>>

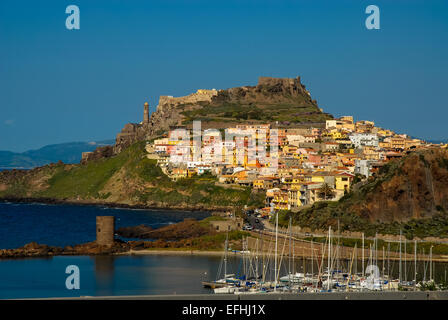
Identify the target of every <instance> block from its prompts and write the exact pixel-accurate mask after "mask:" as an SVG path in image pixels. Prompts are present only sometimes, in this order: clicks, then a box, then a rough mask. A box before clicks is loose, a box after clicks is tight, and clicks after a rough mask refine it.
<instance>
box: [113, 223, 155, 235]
mask: <svg viewBox="0 0 448 320" xmlns="http://www.w3.org/2000/svg"><path fill="white" fill-rule="evenodd" d="M152 230H153V228H151V227H150V226H147V225H144V224H141V225H138V226H134V227H122V228H119V229H117V231H116V233H117V234H118V235H120V236H122V237H124V238H145V235H146V234H147V233H148V232H150V231H152Z"/></svg>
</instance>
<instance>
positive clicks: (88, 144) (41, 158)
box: [0, 140, 114, 168]
mask: <svg viewBox="0 0 448 320" xmlns="http://www.w3.org/2000/svg"><path fill="white" fill-rule="evenodd" d="M112 144H114V140H104V141H92V142H68V143H60V144H52V145H48V146H44V147H42V148H40V149H37V150H28V151H25V152H21V153H16V152H10V151H0V168H34V167H37V166H43V165H46V164H50V163H52V162H58V161H59V160H60V161H62V162H64V163H78V162H79V161H81V154H82V152H89V151H93V150H95V149H96V148H97V147H100V146H106V145H112Z"/></svg>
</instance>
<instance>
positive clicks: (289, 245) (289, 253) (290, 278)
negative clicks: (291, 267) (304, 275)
mask: <svg viewBox="0 0 448 320" xmlns="http://www.w3.org/2000/svg"><path fill="white" fill-rule="evenodd" d="M291 219H292V217H289V261H288V272H289V279H288V280H289V288H290V289H291V240H292V233H291V227H292V224H291Z"/></svg>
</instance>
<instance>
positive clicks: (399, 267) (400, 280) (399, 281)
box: [398, 229, 401, 283]
mask: <svg viewBox="0 0 448 320" xmlns="http://www.w3.org/2000/svg"><path fill="white" fill-rule="evenodd" d="M398 281H399V283H401V229H400V264H399V266H398Z"/></svg>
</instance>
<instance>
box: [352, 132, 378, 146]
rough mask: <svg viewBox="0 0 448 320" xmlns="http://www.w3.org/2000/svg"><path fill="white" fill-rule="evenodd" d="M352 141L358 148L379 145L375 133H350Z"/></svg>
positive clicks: (376, 145) (377, 140)
mask: <svg viewBox="0 0 448 320" xmlns="http://www.w3.org/2000/svg"><path fill="white" fill-rule="evenodd" d="M350 141H351V142H352V143H353V144H354V145H355V147H356V148H360V147H363V146H370V147H378V136H377V135H376V134H373V133H355V134H352V135H350Z"/></svg>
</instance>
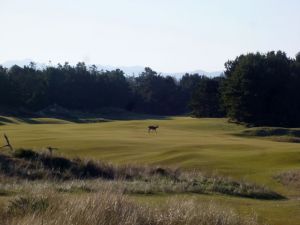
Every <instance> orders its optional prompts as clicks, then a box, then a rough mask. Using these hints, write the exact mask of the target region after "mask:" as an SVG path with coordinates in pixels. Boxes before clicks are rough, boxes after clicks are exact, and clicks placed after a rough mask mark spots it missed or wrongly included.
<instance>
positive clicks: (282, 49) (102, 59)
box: [0, 0, 300, 72]
mask: <svg viewBox="0 0 300 225" xmlns="http://www.w3.org/2000/svg"><path fill="white" fill-rule="evenodd" d="M299 24H300V1H299V0H248V1H246V0H219V1H218V0H0V29H1V32H0V62H4V61H7V60H20V59H25V58H30V59H33V60H35V61H38V62H48V61H49V60H51V61H52V62H53V63H57V62H65V61H69V62H70V63H76V62H78V61H85V62H87V63H89V64H90V63H91V64H92V63H94V64H101V65H113V66H122V65H123V66H133V65H141V66H150V67H152V68H153V69H155V70H158V71H162V72H182V71H191V70H195V69H203V70H207V71H214V70H222V69H223V65H224V62H226V61H227V60H228V59H234V58H235V57H236V56H237V55H239V54H241V53H247V52H256V51H260V52H266V51H269V50H283V51H285V52H286V53H287V54H288V55H289V56H291V57H294V56H295V54H296V53H297V52H299V51H300V25H299Z"/></svg>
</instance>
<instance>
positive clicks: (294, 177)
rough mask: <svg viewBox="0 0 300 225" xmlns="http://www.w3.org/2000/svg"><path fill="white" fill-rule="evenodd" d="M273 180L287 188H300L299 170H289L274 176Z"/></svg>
mask: <svg viewBox="0 0 300 225" xmlns="http://www.w3.org/2000/svg"><path fill="white" fill-rule="evenodd" d="M275 179H277V180H279V182H280V183H282V184H283V185H287V186H293V187H297V188H299V187H300V170H291V171H287V172H284V173H281V174H279V175H277V176H275Z"/></svg>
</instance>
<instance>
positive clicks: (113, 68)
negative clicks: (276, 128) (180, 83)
mask: <svg viewBox="0 0 300 225" xmlns="http://www.w3.org/2000/svg"><path fill="white" fill-rule="evenodd" d="M30 62H33V60H32V59H23V60H10V61H5V62H3V63H0V65H3V66H4V67H7V68H10V67H12V66H13V65H18V66H21V67H23V66H26V65H29V63H30ZM34 62H35V61H34ZM35 64H36V67H37V68H39V69H43V68H45V67H46V66H47V64H46V63H40V62H35ZM96 66H97V68H98V69H99V70H104V71H106V70H108V71H111V70H115V69H120V70H122V71H123V72H124V73H125V74H126V75H128V76H138V75H139V74H140V73H142V72H143V71H144V69H145V67H143V66H107V65H106V66H103V65H96ZM158 73H160V74H162V75H163V76H167V75H169V76H173V77H175V78H177V79H178V78H181V77H182V76H183V75H184V74H186V73H189V74H195V73H197V74H199V75H205V76H208V77H216V76H219V75H220V74H222V73H223V71H214V72H207V71H204V70H194V71H187V72H177V73H167V72H158Z"/></svg>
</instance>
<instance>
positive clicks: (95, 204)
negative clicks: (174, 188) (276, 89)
mask: <svg viewBox="0 0 300 225" xmlns="http://www.w3.org/2000/svg"><path fill="white" fill-rule="evenodd" d="M24 207H25V209H26V210H24ZM11 211H13V212H14V213H13V214H12V213H10V212H11ZM2 218H3V219H2V222H3V225H28V224H31V225H41V224H43V225H57V224H63V225H121V224H122V225H196V224H197V225H242V224H243V225H256V224H258V222H257V220H256V218H255V216H252V217H248V218H241V217H240V216H239V215H238V214H237V213H236V212H234V211H233V210H231V209H227V208H226V209H225V208H222V207H219V206H217V205H216V204H214V203H210V204H208V205H207V204H202V203H201V202H199V201H196V200H195V199H189V200H187V199H178V198H174V199H170V200H169V201H168V202H167V203H166V204H164V205H162V206H153V205H152V206H149V205H147V204H142V203H140V204H138V203H136V202H134V201H133V200H131V199H129V198H128V197H126V196H125V195H123V194H122V193H116V192H111V191H110V190H102V191H101V192H98V193H97V194H91V195H89V196H88V197H86V196H78V197H77V198H74V197H68V196H64V197H61V198H57V196H54V195H53V194H48V195H45V196H43V195H42V196H35V197H33V196H27V197H23V200H20V198H17V199H15V200H13V201H12V202H11V203H10V205H8V207H7V209H6V211H5V212H4V213H3V215H2Z"/></svg>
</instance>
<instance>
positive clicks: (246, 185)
mask: <svg viewBox="0 0 300 225" xmlns="http://www.w3.org/2000/svg"><path fill="white" fill-rule="evenodd" d="M12 155H13V156H9V155H3V154H0V162H1V163H0V171H1V172H2V173H3V174H5V175H6V176H8V177H17V178H22V179H30V180H40V179H47V180H49V179H52V180H71V179H93V178H101V179H105V180H114V181H122V185H123V188H124V192H127V193H134V194H154V193H219V194H225V195H233V196H240V197H248V198H255V199H284V197H283V196H282V195H280V194H278V193H276V192H274V191H271V190H269V189H268V188H266V187H262V186H258V185H254V184H251V183H247V182H242V181H234V180H231V179H228V178H224V177H221V176H205V175H203V174H201V173H192V172H181V171H180V170H178V169H171V168H163V167H150V166H144V167H142V166H140V167H136V166H130V165H127V166H114V165H112V164H108V163H101V162H95V161H92V160H87V161H82V160H80V159H75V160H72V159H67V158H64V157H58V156H53V155H49V154H45V153H38V152H35V151H32V150H25V149H19V150H16V151H15V152H14V153H12ZM86 188H88V187H86ZM88 190H89V189H88Z"/></svg>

<<

## [TASK ITEM]
Recast the lines above, from the first one through the line containing "box: [113, 223, 155, 235]" (both included), as a Markdown table with the columns Row and Line. Leave out the pictures and any blank lines.

## [EXERCISE OUTPUT]
| Row | Line |
|---|---|
| 1 | Identify the target of every <instance> block from its prompts and write the exact pixel-accurate mask after "mask:" as an SVG path in image pixels. Prompts are present only sometimes, in this order: clicks, then a box, then a rough mask. A box before clicks is loose, a box after clicks is tight, and clicks after a rough mask refine it. |
| 2 | <instance> |
| 3 | box: [113, 223, 155, 235] |